▶ [What to work on] When you find the line with "Target: man's right hand" among the records below, reproduce it and each line after it exactly, ending with the line with "pixel 111 46".
BEGIN Task material
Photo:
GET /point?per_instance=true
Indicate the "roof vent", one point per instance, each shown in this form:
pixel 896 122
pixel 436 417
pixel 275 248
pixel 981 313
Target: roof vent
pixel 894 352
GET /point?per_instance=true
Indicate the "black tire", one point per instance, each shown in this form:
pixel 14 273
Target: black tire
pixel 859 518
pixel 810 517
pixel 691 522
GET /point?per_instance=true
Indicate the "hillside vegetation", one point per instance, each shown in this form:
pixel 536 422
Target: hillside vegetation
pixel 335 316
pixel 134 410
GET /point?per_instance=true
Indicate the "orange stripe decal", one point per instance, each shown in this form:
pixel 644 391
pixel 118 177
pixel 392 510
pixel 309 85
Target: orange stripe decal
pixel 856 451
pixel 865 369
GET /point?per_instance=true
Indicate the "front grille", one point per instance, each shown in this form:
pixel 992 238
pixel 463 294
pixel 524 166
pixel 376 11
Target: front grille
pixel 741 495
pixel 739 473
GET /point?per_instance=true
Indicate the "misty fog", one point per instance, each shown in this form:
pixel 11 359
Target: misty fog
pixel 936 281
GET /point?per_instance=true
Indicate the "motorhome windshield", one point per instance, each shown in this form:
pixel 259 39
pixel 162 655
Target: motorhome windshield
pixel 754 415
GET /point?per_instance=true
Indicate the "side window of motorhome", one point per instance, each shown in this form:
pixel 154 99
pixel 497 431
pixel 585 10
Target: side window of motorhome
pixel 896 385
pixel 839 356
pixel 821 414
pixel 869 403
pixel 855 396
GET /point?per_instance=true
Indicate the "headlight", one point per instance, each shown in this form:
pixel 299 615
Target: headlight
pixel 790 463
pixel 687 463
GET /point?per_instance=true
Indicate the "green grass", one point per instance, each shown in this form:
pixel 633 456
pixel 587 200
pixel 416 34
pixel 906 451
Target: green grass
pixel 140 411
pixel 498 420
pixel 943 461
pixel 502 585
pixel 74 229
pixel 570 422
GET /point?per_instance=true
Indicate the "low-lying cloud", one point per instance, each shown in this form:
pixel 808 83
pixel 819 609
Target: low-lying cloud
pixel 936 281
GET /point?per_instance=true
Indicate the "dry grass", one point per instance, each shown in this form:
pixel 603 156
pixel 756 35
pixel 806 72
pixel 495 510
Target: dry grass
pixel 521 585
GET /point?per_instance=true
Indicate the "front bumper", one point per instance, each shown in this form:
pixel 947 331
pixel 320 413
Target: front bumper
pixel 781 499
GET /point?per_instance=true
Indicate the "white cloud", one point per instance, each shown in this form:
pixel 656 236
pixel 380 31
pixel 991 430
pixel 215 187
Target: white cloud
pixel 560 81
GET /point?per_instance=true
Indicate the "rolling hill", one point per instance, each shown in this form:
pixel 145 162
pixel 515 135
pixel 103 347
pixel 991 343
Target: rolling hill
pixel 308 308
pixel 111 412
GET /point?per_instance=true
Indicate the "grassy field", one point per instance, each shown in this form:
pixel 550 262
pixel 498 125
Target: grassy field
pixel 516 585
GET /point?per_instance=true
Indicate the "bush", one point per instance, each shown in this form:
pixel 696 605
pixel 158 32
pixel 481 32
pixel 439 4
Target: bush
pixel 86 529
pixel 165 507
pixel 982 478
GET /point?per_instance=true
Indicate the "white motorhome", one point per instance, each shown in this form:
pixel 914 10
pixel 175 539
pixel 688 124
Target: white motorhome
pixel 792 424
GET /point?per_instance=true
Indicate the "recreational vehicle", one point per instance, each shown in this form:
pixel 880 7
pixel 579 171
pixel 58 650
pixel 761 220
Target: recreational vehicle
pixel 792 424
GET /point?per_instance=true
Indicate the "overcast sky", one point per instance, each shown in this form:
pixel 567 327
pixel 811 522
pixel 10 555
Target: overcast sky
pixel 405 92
END Task material
BEGIN Task material
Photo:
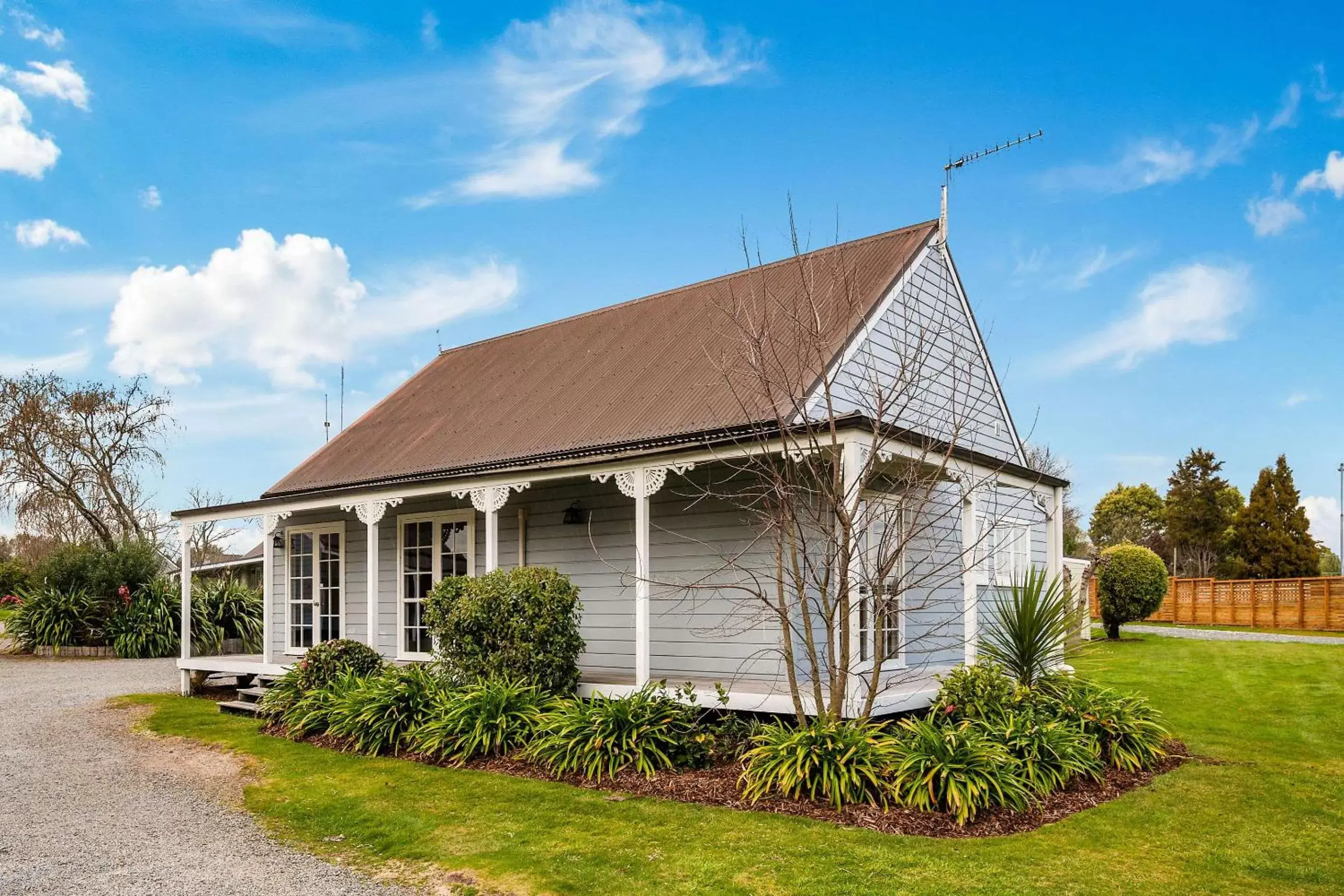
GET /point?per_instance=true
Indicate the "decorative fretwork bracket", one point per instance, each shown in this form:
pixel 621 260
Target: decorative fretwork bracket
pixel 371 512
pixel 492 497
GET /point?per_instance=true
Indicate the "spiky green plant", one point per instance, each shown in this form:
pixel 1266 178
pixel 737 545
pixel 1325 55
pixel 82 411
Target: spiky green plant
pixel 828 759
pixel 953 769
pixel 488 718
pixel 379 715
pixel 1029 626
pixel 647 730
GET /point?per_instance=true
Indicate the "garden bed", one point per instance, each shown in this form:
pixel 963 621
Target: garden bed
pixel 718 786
END Task material
BEGIN Task material
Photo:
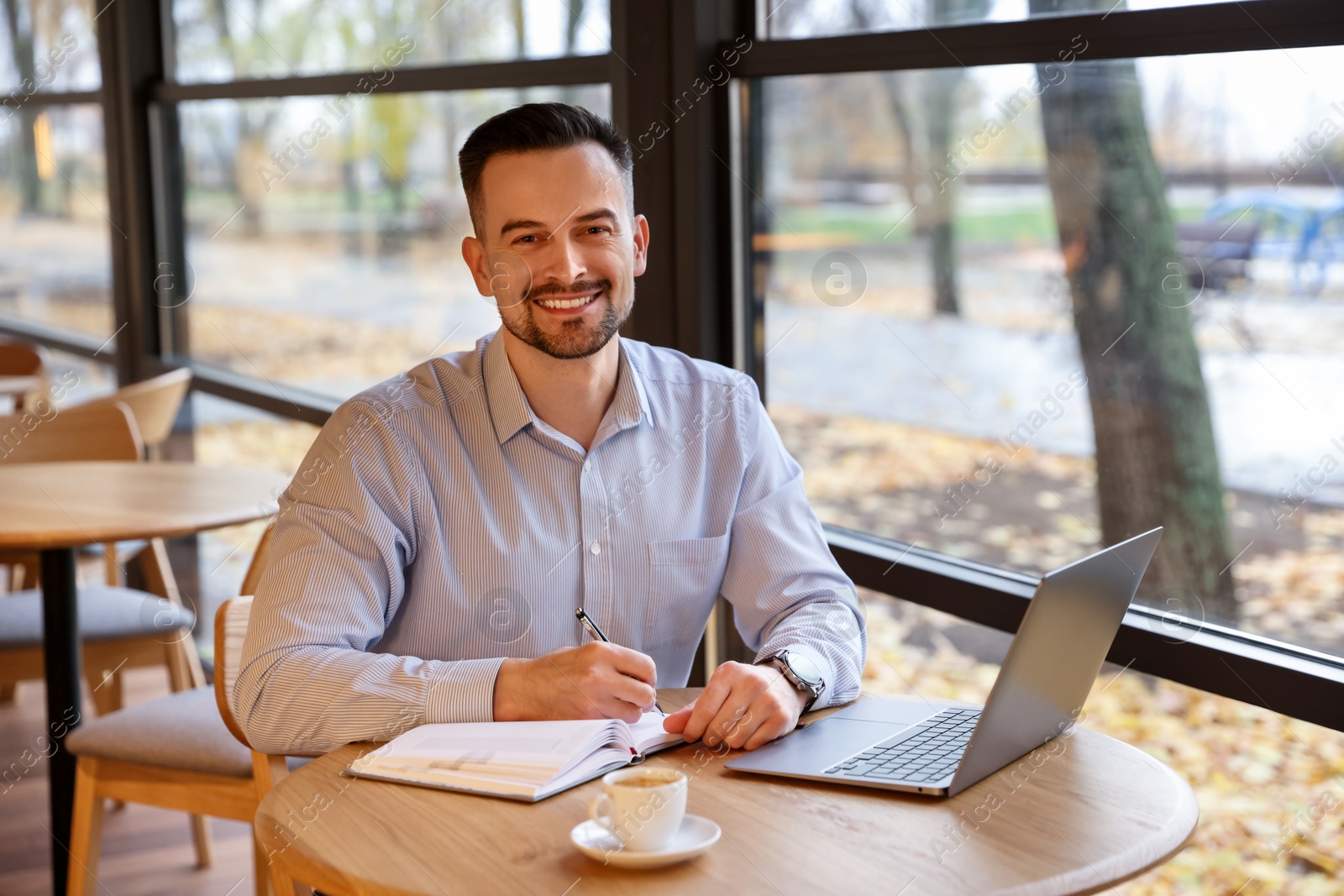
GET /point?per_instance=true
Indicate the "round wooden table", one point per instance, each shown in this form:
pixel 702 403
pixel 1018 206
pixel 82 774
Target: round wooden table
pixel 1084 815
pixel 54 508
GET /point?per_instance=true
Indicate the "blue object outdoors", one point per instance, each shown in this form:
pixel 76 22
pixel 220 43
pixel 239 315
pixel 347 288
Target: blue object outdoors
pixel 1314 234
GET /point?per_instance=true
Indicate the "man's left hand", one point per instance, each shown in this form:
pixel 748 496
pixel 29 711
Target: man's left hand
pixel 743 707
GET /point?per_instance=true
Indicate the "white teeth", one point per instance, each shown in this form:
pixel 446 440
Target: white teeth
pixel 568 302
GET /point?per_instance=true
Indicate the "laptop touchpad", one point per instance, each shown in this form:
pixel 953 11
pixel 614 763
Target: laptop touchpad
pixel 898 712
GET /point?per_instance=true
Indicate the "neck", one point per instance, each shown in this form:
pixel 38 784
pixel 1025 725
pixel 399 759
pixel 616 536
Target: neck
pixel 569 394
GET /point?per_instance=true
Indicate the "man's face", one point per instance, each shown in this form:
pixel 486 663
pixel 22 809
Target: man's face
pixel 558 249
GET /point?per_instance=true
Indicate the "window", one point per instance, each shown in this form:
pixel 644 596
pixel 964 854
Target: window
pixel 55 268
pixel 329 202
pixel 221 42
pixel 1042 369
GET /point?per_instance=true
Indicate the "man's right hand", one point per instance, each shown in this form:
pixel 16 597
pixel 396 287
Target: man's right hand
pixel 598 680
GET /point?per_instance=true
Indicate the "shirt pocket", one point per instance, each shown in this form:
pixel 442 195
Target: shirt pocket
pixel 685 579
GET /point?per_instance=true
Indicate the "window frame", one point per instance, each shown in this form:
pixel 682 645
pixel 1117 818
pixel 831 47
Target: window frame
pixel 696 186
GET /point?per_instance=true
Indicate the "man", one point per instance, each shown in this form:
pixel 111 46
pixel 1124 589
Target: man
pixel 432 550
END Task material
▶ [Solution to the exercise]
Target: man's right hand
pixel 598 680
GET /point?per_instance=true
Indicate the "shirt pocket", one point per instance, each shown in this form:
pixel 442 195
Target: shirt pocket
pixel 685 579
GET /point?per_instance=true
Indicate the "window frame", one point per instance, each shown in this form:
pixel 682 645
pixel 1117 818
pixel 831 47
Target: window frame
pixel 696 186
GET /point?per_instance=true
Indicate the "man", one point per instance, each shown in this form:
pixel 111 46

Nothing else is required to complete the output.